Recently, fast growing market of system-on-panel (SOP) for flat-panel display has pressed the development of Low-temperature poly-Si TFT to higher performance, higher uniformity, and higher reliability. It is well known that the key to obtain high performance poly-Si TFT is the crystallization of a-Si thin films. Large grain size and less grain boundaries and trap states of the poly-Si film are the main requirement in the poly-Si crystallization process. Among the many researches of the crystalline methods, the excimer laser crystallization (ELC) is considered to be the most promising approach to get high performance of the transistors at present [3.1]-[3.2]. However, due to the narrow process window of the laser energy density for producing large grain of poly-Si thin film in SLG regime, the laser energy density must be precisely controlled. Unfortunately, laser energy density varies randomly in space, and differs from pulse to pulse, which will cause the non-uniform grain size distribution and thus the non-uniform trap states across the substrate.

Supplied information:
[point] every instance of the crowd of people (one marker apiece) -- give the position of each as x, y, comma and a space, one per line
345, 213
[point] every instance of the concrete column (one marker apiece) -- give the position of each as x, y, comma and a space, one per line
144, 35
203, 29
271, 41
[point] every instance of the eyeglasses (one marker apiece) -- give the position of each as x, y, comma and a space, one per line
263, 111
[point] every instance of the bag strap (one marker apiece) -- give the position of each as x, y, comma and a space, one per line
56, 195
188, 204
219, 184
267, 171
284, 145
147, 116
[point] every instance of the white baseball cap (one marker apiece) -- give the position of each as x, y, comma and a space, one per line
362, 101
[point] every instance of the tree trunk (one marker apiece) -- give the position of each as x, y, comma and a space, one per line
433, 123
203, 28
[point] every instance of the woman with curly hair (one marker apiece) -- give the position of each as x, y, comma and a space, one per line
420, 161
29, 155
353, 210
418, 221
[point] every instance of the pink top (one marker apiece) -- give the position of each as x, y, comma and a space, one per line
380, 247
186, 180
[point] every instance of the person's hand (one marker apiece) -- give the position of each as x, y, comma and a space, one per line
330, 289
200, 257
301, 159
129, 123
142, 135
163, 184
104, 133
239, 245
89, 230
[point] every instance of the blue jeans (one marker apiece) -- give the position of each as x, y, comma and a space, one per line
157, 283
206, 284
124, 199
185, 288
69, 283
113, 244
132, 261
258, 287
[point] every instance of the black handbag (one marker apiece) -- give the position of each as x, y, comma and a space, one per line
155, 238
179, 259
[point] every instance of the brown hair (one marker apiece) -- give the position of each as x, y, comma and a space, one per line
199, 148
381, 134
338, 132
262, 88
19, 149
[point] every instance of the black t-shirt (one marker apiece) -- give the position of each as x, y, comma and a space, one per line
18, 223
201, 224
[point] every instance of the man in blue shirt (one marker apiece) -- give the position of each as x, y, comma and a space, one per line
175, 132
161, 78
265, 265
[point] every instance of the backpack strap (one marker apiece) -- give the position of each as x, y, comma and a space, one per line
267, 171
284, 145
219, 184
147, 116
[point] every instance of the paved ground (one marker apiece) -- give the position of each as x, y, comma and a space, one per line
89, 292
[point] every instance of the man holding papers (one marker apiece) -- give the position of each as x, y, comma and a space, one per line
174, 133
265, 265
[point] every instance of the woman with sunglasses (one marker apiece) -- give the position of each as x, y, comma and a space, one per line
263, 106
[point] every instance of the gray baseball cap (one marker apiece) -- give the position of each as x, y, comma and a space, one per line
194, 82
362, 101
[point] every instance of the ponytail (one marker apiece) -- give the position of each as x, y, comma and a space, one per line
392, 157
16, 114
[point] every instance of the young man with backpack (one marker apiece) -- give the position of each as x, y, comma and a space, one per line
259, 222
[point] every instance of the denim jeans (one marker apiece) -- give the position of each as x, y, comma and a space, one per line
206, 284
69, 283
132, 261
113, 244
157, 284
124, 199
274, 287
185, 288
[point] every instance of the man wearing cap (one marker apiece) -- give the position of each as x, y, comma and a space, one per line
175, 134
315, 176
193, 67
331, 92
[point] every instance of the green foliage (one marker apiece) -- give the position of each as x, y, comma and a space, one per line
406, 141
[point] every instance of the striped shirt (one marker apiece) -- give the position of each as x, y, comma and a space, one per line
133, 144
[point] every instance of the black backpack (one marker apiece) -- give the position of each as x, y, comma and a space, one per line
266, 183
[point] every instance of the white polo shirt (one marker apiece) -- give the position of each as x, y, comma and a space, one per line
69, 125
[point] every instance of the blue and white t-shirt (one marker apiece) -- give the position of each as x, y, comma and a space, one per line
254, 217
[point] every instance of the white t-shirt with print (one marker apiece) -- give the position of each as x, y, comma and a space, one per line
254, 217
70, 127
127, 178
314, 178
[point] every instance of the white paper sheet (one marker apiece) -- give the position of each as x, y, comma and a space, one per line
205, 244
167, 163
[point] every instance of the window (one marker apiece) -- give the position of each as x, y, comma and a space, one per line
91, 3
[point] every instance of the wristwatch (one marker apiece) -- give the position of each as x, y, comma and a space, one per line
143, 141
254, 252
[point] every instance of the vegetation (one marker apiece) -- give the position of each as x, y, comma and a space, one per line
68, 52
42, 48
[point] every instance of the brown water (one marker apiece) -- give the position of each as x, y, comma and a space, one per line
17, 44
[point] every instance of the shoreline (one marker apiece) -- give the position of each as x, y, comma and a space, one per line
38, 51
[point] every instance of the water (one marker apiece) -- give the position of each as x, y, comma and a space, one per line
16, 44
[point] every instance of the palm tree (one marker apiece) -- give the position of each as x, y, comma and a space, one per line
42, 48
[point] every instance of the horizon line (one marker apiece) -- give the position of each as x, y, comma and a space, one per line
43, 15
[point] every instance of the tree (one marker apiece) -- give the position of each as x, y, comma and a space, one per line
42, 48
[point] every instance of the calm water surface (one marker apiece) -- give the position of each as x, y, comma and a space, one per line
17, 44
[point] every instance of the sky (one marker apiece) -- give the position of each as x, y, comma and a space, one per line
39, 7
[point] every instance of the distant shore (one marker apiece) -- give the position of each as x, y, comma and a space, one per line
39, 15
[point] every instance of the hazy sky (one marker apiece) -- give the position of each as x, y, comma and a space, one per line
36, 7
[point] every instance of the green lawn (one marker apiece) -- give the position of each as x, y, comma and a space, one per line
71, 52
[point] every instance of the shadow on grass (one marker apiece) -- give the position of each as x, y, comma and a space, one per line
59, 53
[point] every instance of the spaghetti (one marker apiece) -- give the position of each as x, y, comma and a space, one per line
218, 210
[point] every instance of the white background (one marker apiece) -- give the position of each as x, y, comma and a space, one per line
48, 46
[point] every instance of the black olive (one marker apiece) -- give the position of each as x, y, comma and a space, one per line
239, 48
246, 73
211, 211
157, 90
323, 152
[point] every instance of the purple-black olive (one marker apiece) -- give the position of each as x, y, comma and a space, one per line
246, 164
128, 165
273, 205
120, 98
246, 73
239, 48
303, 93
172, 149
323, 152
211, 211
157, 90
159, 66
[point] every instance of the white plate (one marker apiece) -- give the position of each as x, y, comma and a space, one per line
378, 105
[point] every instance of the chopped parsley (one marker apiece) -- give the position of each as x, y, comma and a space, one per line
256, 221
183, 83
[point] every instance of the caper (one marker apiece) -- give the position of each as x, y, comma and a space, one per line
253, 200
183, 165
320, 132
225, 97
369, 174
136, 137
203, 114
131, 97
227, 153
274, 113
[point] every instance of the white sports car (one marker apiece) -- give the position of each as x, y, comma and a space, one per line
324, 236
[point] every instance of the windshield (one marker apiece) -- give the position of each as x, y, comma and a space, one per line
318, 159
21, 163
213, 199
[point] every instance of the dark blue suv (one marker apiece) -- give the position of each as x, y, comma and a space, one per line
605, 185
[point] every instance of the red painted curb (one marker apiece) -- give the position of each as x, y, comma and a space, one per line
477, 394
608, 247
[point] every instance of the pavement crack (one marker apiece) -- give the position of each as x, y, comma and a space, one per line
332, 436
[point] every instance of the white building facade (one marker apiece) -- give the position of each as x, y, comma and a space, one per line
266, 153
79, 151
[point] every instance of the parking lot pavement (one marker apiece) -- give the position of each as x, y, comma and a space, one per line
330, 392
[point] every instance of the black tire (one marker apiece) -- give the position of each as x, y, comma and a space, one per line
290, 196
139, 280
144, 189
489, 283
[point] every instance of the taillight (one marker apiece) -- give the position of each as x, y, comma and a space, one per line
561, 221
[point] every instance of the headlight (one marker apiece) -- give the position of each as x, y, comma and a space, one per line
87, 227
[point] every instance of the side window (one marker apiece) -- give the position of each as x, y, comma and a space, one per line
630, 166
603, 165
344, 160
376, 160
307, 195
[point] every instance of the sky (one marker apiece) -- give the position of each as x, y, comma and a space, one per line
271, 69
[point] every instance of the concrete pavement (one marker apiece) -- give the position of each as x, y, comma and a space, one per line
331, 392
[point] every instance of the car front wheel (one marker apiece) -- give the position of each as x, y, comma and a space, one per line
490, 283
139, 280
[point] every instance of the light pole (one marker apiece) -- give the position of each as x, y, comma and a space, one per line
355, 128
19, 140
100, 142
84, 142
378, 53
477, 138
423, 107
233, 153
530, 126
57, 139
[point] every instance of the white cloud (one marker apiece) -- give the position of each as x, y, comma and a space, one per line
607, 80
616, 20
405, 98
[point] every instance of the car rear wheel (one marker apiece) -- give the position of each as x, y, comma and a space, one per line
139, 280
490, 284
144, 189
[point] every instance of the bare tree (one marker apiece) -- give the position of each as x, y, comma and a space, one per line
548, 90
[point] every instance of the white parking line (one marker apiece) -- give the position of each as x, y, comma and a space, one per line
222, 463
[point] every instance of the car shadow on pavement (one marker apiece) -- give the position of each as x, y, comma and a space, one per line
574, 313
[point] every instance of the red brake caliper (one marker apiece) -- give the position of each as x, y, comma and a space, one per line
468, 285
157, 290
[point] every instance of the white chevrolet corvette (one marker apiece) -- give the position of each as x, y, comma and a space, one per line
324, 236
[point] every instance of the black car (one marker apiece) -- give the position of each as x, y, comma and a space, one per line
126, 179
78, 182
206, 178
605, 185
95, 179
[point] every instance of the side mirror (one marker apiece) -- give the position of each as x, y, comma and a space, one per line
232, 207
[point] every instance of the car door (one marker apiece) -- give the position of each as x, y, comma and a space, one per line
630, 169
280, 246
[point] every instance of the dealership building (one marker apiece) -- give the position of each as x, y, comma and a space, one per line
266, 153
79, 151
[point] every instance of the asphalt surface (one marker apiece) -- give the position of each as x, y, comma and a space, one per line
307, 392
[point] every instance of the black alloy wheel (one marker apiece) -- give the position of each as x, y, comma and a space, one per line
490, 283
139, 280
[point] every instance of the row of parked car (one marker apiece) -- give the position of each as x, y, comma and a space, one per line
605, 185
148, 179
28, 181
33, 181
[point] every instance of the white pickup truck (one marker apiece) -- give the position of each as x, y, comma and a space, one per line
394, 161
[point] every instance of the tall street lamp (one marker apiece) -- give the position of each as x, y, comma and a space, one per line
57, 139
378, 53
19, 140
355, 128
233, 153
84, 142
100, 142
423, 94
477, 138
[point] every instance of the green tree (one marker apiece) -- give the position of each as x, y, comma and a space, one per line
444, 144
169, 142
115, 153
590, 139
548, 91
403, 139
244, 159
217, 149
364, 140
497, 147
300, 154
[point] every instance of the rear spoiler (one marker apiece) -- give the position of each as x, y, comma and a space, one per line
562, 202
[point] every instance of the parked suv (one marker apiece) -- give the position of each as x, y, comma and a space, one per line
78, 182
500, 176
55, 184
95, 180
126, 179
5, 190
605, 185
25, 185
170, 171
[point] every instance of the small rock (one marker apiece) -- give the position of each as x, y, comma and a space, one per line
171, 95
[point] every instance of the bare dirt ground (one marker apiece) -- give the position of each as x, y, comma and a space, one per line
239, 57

Problems and tasks:
(1) In the passage on poly-Si crystallization, which crystallization method is considered the most promising approach at present for high-performance transistors?
(2) Reproduce the part of the rows that opens with the line containing "[point] every instance of the asphalt" and closes with the last line of the rows, both of those lines included.
The passage and the rows are unrelated material.

Full answers:
(1) Excimer laser crystallization (ELC)

(2)
[point] every instance of the asphalt surface (one marker apiece) -- give the position of each as x, y, comma and a space, one per line
307, 392
[point] every instance of the black alloy wheel (one marker apiece) -- give the position of each as x, y, comma and a space, one per line
490, 283
139, 280
[point] every instance of the row of parked car (one marker apiece) -- give the position of each as x, y, comma and a space, one per line
605, 185
148, 179
28, 181
33, 181
[point] every instance of the white pickup truck (one marker apiece) -- give the position of each as x, y, comma and a space, one per line
394, 161
[point] every instance of the tall street lamp (one marker apiece) -- give the position of each as x, y, comma and a space, one per line
57, 139
378, 53
19, 140
355, 128
233, 153
84, 142
100, 142
423, 94
477, 138
[point] every instance of the green tree (one marker apiece) -- give the position of each as x, y, comma and a space, one per line
444, 144
169, 142
115, 153
590, 139
548, 91
403, 139
244, 159
217, 149
364, 140
497, 147
300, 154
[point] every instance of the rear spoiler (one marker apiece) -- give the position of each as x, y, comma and a space, one per line
562, 202
[point] every instance of the parked suv (one marker apiece) -- give the position of each as x, y, comma and a space, one per line
78, 182
500, 176
55, 184
95, 180
126, 179
5, 190
605, 185
25, 185
170, 171
[point] every instance of the small rock (one marker apiece) -- give the position of each as x, y, comma and a space, one per line
171, 95
[point] every instance of the bare dirt ground (one marker apiece) -- give the position of each as x, y, comma and a space, one per line
239, 57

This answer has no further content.